* [ЗАДАНИЕ A] Перескажите в виде краткого списка абзац фрагмента, начинающийся словами «В теоретических изысканиях». Сохраните его основные факты.
* [ЗАДАНИЕ B] Замените во фрагменте «средневековья» на «античности» и приведите получившийся текст от слов «Эстетизация болезненности и» до слов «передавались посредством искусств.» включительно.

* [ФРАГМЕНТ]
----
Немножко о моде на худобу.
Эстетизация болезненности и худобы через христианские мотивы в искусстве.
В теоретических изысканиях оправдание красоты всегда искали в ее связи со внутренней красотой и добродетелью, тогда как оправдание болезни уже в древнейших религиозных формах объясняли как наказание за нарушение и попирание законов природы или богов. Человек заболевает, уродуется и травмируется не случайно, а потому что были нарушены какие-то правила и законы. Уже в древности красоту оправдывали через добродетель, типичный пример — калокагатия (греч. прекрасный и добрый) — древнегреческая идея, которая совмещала и сочетала в себе как внешнее совершенство, так и внутреннее.
Недуг как выражение добродетели имеет корни в искусстве средневековья.
Непосредственно ли воспринимается прекрасное или это дело вкуса, но несомненно то, что образы прекрасного или безобразного передавались посредством искусств.
Как корни эстетизации болезни уходят в христианскую тему в искусстве — легко продемонстрировать через северное возрождение, которое было реалистичнее, чем итальянские работы, склоняющиеся к более идеалистическому толкованию христианских сюжетов.
----
* [ИСХОДНЫЕ ДАННЫЕ]
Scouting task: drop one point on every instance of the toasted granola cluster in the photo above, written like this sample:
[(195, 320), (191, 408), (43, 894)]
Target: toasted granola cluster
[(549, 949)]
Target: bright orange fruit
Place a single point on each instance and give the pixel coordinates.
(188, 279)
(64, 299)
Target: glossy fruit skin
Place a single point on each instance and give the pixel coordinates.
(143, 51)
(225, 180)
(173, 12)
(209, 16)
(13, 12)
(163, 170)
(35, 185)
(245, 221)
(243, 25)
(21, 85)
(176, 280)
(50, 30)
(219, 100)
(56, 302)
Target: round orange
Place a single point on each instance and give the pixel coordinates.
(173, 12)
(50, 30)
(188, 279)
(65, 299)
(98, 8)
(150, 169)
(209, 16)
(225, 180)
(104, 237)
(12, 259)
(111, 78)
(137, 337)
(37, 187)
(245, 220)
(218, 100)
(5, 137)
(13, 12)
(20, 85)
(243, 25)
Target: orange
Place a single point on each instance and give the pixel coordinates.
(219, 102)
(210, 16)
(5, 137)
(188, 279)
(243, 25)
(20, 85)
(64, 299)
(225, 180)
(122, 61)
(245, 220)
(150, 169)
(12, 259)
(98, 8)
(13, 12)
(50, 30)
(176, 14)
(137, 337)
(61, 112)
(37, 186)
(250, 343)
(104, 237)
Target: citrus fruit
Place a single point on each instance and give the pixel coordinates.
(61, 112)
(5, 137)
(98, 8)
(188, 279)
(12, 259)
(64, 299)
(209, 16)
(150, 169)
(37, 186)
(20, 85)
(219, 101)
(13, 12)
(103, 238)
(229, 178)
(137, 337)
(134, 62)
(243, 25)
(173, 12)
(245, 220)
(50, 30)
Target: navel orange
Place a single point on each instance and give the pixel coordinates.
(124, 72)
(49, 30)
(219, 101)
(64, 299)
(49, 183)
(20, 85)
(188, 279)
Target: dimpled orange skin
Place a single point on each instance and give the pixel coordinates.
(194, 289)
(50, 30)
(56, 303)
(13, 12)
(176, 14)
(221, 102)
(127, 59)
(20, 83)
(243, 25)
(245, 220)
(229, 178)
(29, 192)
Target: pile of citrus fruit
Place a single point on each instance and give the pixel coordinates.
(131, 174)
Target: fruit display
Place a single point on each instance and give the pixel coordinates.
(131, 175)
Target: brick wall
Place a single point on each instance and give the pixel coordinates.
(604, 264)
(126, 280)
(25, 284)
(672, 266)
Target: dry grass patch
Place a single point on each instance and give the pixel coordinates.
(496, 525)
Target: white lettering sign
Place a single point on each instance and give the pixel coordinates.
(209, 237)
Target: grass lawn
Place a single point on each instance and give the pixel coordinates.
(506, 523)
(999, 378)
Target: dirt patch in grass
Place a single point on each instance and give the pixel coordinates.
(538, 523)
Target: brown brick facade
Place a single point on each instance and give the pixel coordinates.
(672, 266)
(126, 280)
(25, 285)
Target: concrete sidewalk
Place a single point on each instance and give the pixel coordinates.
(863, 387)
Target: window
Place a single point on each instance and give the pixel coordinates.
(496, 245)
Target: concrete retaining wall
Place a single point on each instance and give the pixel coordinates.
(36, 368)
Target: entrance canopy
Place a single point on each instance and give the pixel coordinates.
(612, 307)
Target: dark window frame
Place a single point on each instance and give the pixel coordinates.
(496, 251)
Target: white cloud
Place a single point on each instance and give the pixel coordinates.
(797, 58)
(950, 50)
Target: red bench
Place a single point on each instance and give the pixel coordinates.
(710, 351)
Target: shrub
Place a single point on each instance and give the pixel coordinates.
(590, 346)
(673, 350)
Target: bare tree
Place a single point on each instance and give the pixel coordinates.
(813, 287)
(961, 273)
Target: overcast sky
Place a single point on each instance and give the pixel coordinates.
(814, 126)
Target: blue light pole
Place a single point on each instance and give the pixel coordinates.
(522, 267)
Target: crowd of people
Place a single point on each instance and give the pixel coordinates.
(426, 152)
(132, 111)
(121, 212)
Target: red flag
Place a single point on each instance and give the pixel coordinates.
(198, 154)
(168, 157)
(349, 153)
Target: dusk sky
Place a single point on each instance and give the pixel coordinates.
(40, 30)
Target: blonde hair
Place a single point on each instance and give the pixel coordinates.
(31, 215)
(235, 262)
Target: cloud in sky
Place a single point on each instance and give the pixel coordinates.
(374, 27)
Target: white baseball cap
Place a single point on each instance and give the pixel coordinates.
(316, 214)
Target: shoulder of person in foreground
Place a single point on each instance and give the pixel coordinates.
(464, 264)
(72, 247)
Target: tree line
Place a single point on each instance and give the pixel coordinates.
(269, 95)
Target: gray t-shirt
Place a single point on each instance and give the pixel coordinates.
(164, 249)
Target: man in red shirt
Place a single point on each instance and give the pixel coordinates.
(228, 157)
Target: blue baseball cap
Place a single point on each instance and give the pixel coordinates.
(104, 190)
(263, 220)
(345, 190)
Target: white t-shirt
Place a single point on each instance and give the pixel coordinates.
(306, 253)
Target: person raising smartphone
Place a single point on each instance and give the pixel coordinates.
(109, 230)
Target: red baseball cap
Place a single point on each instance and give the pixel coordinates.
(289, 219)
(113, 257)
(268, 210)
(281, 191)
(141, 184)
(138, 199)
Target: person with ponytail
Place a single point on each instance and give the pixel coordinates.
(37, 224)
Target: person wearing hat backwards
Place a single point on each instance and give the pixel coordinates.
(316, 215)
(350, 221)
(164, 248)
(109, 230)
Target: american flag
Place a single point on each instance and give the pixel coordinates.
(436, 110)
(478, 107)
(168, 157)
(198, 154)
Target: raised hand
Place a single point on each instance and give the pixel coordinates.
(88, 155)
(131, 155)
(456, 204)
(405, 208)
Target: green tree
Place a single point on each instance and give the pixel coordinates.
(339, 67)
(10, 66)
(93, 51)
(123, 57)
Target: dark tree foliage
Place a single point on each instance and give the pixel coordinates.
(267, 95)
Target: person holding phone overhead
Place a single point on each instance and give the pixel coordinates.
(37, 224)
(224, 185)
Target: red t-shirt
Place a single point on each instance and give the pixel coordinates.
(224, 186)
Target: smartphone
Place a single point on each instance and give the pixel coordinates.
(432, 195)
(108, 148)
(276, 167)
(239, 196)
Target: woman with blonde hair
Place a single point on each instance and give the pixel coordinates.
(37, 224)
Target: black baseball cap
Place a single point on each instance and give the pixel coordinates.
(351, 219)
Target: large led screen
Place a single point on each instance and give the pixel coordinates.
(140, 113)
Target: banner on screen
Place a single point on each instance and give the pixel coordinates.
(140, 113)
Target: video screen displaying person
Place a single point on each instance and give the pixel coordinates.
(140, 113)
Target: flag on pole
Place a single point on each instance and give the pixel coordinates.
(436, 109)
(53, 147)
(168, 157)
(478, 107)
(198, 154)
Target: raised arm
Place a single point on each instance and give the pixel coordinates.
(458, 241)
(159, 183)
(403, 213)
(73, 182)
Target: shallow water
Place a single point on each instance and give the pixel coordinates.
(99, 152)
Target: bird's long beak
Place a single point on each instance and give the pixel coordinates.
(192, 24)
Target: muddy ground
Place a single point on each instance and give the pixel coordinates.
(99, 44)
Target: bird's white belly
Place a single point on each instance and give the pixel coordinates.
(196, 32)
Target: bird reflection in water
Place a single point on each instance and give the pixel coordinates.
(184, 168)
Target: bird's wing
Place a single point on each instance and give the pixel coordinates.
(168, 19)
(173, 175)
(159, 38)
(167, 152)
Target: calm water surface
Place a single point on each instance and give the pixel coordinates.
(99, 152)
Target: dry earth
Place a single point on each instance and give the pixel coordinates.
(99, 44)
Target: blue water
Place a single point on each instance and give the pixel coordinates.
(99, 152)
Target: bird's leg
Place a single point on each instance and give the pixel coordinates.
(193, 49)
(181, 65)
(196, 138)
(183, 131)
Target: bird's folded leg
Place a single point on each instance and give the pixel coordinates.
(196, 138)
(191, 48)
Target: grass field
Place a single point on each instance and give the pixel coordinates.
----
* [ОТВЕТ A]
- В теории красоту оправдывали ее связью с внутренней красотой и добродетелью.
- Болезнь уже в древнейших религиозных формах объясняли как наказание за нарушение законов природы или богов.
- Человек заболевает, уродуется и травмируется не случайно, а из-за нарушения каких-то правил и законов.
- Уже в древности красоту оправдывали через добродетель. Типичный пример — калокагатия (греч. «прекрасный и добрый»). Эта древнегреческая идея сочетала внешнее и внутреннее совершенство.

* [ОТВЕТ B]
Эстетизация болезненности и худобы через христианские мотивы в искусстве.
В теоретических изысканиях оправдание красоты всегда искали в ее связи со внутренней красотой и добродетелью, тогда как оправдание болезни уже в древнейших религиозных формах объясняли как наказание за нарушение и попирание законов природы или богов. Человек заболевает, уродуется и травмируется не случайно, а потому что были нарушены какие-то правила и законы. Уже в древности красоту оправдывали через добродетель, типичный пример — калокагатия (греч. прекрасный и добрый) — древнегреческая идея, которая совмещала и сочетала в себе как внешнее совершенство, так и внутреннее.
Недуг как выражение добродетели имеет корни в искусстве античности.
Непосредственно ли воспринимается прекрасное или это дело вкуса, но несомненно то, что образы прекрасного или безобразного передавались посредством искусств.